Items -
━━━

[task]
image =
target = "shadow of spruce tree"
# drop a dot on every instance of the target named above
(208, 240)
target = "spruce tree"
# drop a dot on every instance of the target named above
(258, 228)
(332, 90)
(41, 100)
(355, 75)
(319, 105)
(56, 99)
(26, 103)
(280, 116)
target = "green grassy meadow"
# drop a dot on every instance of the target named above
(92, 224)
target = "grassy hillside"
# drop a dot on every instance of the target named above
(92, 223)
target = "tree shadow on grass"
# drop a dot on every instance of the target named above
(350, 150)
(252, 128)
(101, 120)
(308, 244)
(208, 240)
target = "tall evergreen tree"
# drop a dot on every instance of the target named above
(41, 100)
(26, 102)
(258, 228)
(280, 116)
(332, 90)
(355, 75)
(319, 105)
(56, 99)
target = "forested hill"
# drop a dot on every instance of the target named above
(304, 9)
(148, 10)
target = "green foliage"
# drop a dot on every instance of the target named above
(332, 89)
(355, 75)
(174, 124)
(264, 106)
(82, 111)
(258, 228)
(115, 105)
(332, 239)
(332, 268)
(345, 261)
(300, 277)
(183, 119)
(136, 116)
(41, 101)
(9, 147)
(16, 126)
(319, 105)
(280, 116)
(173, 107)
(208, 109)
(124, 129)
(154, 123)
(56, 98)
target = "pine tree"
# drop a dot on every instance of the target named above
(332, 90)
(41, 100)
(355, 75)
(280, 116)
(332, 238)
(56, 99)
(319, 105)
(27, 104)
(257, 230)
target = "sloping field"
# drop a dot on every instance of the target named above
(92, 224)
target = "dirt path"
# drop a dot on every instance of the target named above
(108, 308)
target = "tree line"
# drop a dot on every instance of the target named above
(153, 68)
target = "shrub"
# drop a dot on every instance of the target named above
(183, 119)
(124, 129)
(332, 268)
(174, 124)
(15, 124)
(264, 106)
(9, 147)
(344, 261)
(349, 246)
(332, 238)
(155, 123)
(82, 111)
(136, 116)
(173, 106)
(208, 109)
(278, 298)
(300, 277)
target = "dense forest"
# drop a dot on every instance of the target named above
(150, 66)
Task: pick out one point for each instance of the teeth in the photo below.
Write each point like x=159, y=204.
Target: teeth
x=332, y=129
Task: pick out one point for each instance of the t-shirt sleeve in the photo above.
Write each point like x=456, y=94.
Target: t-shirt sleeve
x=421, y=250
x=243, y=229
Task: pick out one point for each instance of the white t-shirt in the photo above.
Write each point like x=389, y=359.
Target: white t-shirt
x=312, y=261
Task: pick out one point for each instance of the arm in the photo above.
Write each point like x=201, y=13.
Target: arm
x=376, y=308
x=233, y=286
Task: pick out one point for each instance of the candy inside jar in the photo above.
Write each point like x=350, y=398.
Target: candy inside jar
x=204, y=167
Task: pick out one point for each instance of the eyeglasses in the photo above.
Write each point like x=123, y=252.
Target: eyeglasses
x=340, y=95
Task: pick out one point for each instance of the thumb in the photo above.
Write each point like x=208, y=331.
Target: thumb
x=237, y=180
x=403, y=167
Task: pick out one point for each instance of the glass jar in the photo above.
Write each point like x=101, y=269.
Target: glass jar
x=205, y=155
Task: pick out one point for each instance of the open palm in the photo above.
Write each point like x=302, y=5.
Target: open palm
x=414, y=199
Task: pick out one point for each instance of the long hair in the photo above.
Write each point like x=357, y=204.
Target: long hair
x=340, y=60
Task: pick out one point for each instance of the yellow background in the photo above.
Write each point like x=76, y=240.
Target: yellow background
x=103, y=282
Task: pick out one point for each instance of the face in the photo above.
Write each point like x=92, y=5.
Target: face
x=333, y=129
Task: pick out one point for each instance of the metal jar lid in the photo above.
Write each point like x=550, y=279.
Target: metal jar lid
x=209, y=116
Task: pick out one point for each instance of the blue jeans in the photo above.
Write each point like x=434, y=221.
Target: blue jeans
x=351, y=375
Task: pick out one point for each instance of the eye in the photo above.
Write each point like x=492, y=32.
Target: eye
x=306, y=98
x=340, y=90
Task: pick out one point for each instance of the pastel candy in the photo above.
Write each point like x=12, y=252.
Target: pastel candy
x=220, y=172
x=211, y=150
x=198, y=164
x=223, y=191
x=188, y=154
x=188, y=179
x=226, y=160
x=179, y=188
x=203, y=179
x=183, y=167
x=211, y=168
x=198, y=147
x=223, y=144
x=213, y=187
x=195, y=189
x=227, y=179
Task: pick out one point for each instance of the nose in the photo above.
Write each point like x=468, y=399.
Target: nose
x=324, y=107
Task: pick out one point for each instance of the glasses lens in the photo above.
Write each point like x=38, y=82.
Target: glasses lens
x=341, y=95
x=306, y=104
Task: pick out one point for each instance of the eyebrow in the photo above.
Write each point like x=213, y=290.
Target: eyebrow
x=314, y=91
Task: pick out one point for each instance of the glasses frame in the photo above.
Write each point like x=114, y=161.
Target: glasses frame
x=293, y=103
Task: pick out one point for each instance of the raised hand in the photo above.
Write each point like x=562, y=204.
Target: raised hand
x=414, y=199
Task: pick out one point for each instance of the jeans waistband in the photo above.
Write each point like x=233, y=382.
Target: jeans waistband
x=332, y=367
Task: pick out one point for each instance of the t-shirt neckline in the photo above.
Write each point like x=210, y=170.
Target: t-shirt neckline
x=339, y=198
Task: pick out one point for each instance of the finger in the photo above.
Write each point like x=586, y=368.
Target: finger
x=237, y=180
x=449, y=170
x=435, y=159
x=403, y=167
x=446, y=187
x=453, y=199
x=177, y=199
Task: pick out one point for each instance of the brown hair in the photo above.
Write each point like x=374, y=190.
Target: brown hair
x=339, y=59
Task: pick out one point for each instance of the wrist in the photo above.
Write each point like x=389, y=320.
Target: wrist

━━━

Short task -
Reproduce every one of the records above, word for word and line for line, without changing anything.

Written response -
[task]
image =
target = "shadow of spruce tree"
# drop a dot on every instance of the target named above
(208, 240)
target = "spruce tree"
# drop a dot on every instance of the target named above
(258, 228)
(332, 90)
(41, 100)
(355, 75)
(319, 105)
(56, 99)
(26, 103)
(280, 116)
target = "green grassy meadow"
# drop a dot on every instance of the target named above
(92, 224)
target = "grassy hillside"
# drop a dot on every instance of the target named above
(92, 223)
target = "tree shadow on grass"
# drop a dot on every instance of the target named above
(350, 150)
(252, 128)
(101, 120)
(308, 244)
(208, 240)
target = "tall evergreen tree"
# drop a dot on every instance of the target named above
(41, 100)
(26, 102)
(258, 228)
(280, 116)
(332, 90)
(355, 75)
(319, 105)
(56, 99)
target = "forested hill"
# drop a dot on every instance of the target named above
(304, 9)
(148, 10)
target = "green foliage"
# drop a dot on every instance of the target named above
(332, 89)
(355, 75)
(174, 124)
(264, 106)
(82, 111)
(258, 228)
(115, 105)
(332, 239)
(332, 268)
(345, 261)
(300, 277)
(183, 119)
(136, 116)
(41, 101)
(9, 147)
(16, 126)
(319, 105)
(280, 116)
(173, 107)
(208, 109)
(124, 129)
(154, 123)
(56, 98)
target = "pine tree"
# drop a dot on every instance of the target named above
(332, 90)
(41, 100)
(355, 75)
(280, 116)
(332, 238)
(56, 99)
(319, 105)
(27, 104)
(257, 230)
target = "sloping field"
# drop a dot on every instance of the target named above
(92, 224)
target = "dirt path"
# drop a dot on every instance of the target named above
(108, 308)
target = "tree line"
# drop a dot on every instance of the target named above
(153, 68)
target = "shrub"
# drop a dot on every instance of the target named above
(183, 119)
(124, 129)
(332, 268)
(174, 124)
(15, 124)
(264, 106)
(9, 147)
(344, 261)
(349, 246)
(332, 238)
(155, 123)
(82, 111)
(136, 116)
(173, 106)
(208, 109)
(278, 298)
(300, 277)
target = "dense forest"
# drop a dot on every instance of the target named above
(150, 66)
Task: pick out one point for each instance of the teeth in the photo below.
Write each point like x=159, y=204.
Target: teeth
x=332, y=129
Task: pick out one point for each instance of the t-shirt sleeve in the photo above.
Write each point like x=456, y=94.
Target: t-shirt sleeve
x=421, y=250
x=243, y=229
Task: pick out one point for each instance of the white t-shirt in the photo above.
Write each point like x=389, y=359.
Target: white t-shirt
x=312, y=261
Task: pick out one point for each instance of the arm in the photo above.
Write each point like x=201, y=13.
Target: arm
x=376, y=308
x=233, y=286
Task: pick out one point for each instance of the candy inside jar in the photo above.
Write each point like x=350, y=398.
Target: candy inside jar
x=204, y=167
Task: pick out one point for each instance of the eyeglasses in the photo above.
Write each point like x=123, y=252.
Target: eyeglasses
x=340, y=95
Task: pick out one point for each instance of the thumb in the photo above.
Write each point like x=208, y=331.
Target: thumb
x=237, y=180
x=403, y=167
Task: pick out one point for each instance of the glass jar in the photo above.
Write each point like x=101, y=269.
Target: glass jar
x=205, y=155
Task: pick out one point for each instance of the open palm in the photo above.
Write each point like x=302, y=5.
Target: open palm
x=414, y=199
Task: pick out one point for each instance of the long hair in the photo above.
Write each point like x=357, y=204.
Target: long hair
x=340, y=60
Task: pick out one point for each instance of the yellow background in the photo above.
Write each point like x=76, y=240.
Target: yellow background
x=103, y=282
Task: pick out one point for each instance of the face in the photo above.
Write each point like x=92, y=5.
Target: face
x=333, y=129
Task: pick out one point for each instance of the metal jar lid in the photo above.
Write each point like x=550, y=279.
Target: metal jar lid
x=209, y=116
Task: pick out one point for each instance of the blue jeans in the photo above.
Write each point like x=434, y=221.
Target: blue jeans
x=351, y=375
Task: pick out one point for each instance of the eye in the photo above.
Write each point like x=492, y=32.
Target: eye
x=306, y=98
x=340, y=90
Task: pick out one point for each instance of the pastel candy in the photo above.
Write each point like x=12, y=252.
Target: pastel candy
x=220, y=172
x=211, y=150
x=198, y=164
x=223, y=191
x=188, y=154
x=188, y=179
x=226, y=160
x=179, y=188
x=203, y=179
x=183, y=167
x=211, y=168
x=198, y=147
x=223, y=144
x=213, y=187
x=195, y=189
x=227, y=179
Task: pick out one point for each instance of the nose in the photo above.
Write each point like x=468, y=399.
Target: nose
x=324, y=107
Task: pick out one point for each instance of the glasses lens in the photo above.
Write each point like x=38, y=82.
Target: glasses lens
x=341, y=95
x=306, y=104
Task: pick out one point for each instance of the eyebrow in the photo above.
Write each point like x=213, y=290.
Target: eyebrow
x=314, y=91
Task: pick out one point for each instance of the glasses frame in the photo above.
Write each point like x=114, y=161.
Target: glasses frame
x=293, y=103
Task: pick out one point for each instance of the raised hand in the photo above.
Write each point like x=562, y=204.
Target: raised hand
x=414, y=199
Task: pick out one point for each instance of the jeans waistband in the photo above.
Write each point like x=233, y=382.
Target: jeans waistband
x=332, y=367
Task: pick out one point for each instance of the t-shirt neckline in the photo above.
Write each point like x=210, y=170.
Target: t-shirt neckline
x=339, y=198
Task: pick out one point for each instance of the finger in the photo above.
Write each point like x=586, y=368.
Target: finger
x=237, y=180
x=449, y=170
x=435, y=159
x=403, y=167
x=446, y=187
x=453, y=199
x=177, y=199
Task: pick out one point for each instance of the brown hair in the photo above.
Write each point like x=374, y=190.
Target: brown hair
x=339, y=59
Task: pick out one point for each instance of the wrist in the photo above.
Write each point like x=389, y=320.
Target: wrist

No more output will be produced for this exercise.